* _WHAT IS NEEDED_
How many lines in the records below contain the string "wheel"? Case counts. Reply with the number alone.

---

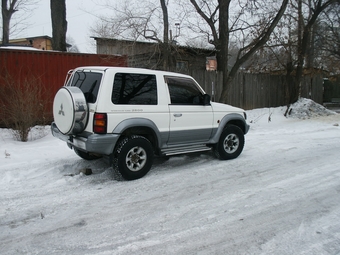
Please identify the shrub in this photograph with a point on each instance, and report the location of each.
(23, 104)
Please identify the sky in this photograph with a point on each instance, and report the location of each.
(81, 15)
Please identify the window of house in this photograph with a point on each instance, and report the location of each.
(129, 88)
(183, 91)
(182, 66)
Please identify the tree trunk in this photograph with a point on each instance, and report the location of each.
(222, 46)
(304, 38)
(249, 51)
(7, 13)
(165, 47)
(59, 24)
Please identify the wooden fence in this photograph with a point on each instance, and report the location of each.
(250, 91)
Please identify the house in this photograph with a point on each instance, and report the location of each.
(148, 54)
(38, 42)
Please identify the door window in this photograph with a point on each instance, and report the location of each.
(129, 88)
(183, 91)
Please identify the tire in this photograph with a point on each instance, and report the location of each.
(230, 144)
(85, 155)
(133, 157)
(70, 111)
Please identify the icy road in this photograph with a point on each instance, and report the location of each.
(281, 196)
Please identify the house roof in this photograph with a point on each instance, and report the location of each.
(186, 48)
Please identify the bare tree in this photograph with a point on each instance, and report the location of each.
(149, 22)
(59, 24)
(304, 32)
(223, 28)
(8, 9)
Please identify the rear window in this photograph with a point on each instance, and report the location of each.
(88, 82)
(130, 88)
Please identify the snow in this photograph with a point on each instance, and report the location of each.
(281, 196)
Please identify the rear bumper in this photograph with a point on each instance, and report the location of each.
(94, 143)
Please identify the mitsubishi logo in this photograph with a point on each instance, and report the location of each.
(61, 112)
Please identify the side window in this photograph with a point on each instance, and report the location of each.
(88, 82)
(184, 91)
(131, 88)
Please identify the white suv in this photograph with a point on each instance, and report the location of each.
(131, 114)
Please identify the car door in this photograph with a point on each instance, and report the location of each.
(190, 120)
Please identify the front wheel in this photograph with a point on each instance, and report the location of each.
(230, 144)
(133, 157)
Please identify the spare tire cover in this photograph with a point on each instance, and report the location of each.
(70, 111)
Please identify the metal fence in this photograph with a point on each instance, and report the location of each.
(250, 91)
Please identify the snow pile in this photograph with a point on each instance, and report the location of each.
(306, 108)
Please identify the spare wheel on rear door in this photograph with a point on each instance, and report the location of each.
(70, 111)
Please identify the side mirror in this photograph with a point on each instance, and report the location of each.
(206, 99)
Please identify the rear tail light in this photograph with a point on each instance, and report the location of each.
(100, 123)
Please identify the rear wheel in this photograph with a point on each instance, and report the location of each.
(133, 157)
(231, 143)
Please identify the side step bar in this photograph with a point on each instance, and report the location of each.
(184, 149)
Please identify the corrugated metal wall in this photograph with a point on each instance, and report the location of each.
(49, 67)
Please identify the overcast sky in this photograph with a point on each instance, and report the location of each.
(80, 17)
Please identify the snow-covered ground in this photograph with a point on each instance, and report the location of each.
(281, 196)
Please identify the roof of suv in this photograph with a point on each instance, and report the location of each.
(130, 69)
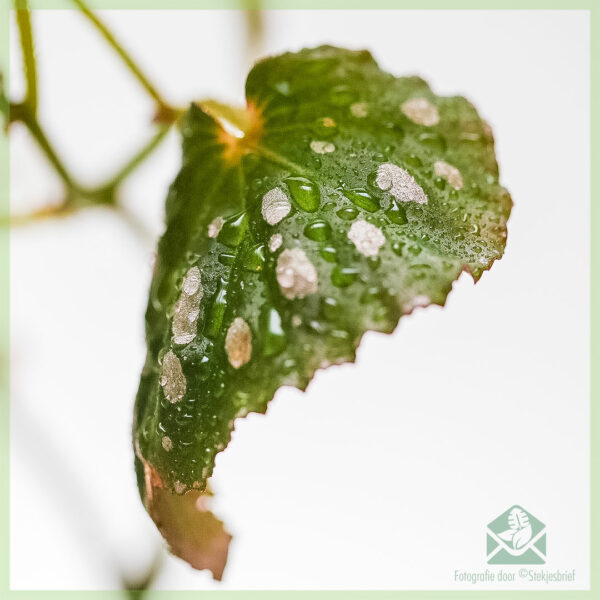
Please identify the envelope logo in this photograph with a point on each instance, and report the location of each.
(516, 537)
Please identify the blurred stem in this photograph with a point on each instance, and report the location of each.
(164, 111)
(23, 15)
(23, 113)
(77, 195)
(253, 17)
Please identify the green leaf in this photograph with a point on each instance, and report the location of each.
(352, 197)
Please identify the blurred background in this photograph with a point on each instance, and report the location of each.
(385, 473)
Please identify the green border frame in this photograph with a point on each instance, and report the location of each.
(594, 591)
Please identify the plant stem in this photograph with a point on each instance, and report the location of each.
(22, 112)
(29, 65)
(164, 110)
(144, 152)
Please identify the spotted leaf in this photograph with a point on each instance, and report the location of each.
(340, 199)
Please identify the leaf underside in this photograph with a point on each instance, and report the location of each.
(327, 134)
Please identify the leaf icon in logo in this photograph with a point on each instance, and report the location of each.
(520, 529)
(517, 518)
(521, 537)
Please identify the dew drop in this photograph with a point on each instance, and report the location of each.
(344, 276)
(421, 111)
(321, 147)
(254, 258)
(226, 258)
(318, 231)
(305, 193)
(433, 141)
(324, 127)
(233, 229)
(172, 378)
(367, 238)
(363, 199)
(396, 214)
(275, 206)
(275, 242)
(348, 214)
(328, 253)
(215, 226)
(359, 110)
(296, 275)
(342, 95)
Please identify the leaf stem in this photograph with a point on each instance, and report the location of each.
(23, 15)
(164, 111)
(144, 152)
(22, 112)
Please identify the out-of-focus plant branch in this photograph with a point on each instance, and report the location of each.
(78, 195)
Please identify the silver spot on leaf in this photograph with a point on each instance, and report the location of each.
(321, 147)
(420, 300)
(366, 237)
(215, 226)
(275, 206)
(296, 275)
(400, 183)
(172, 378)
(179, 487)
(238, 343)
(275, 242)
(359, 109)
(421, 111)
(187, 308)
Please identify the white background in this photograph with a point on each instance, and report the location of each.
(385, 473)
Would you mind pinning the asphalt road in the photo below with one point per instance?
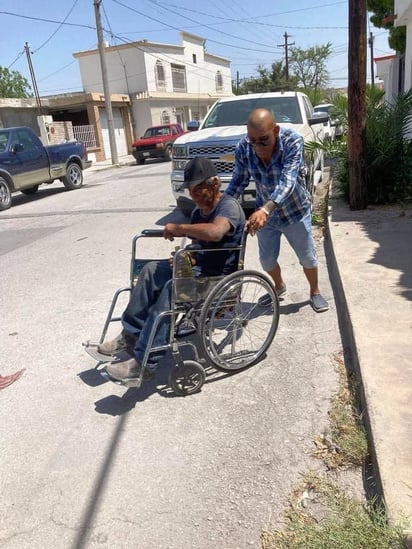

---

* _EXPECTED ANSWER_
3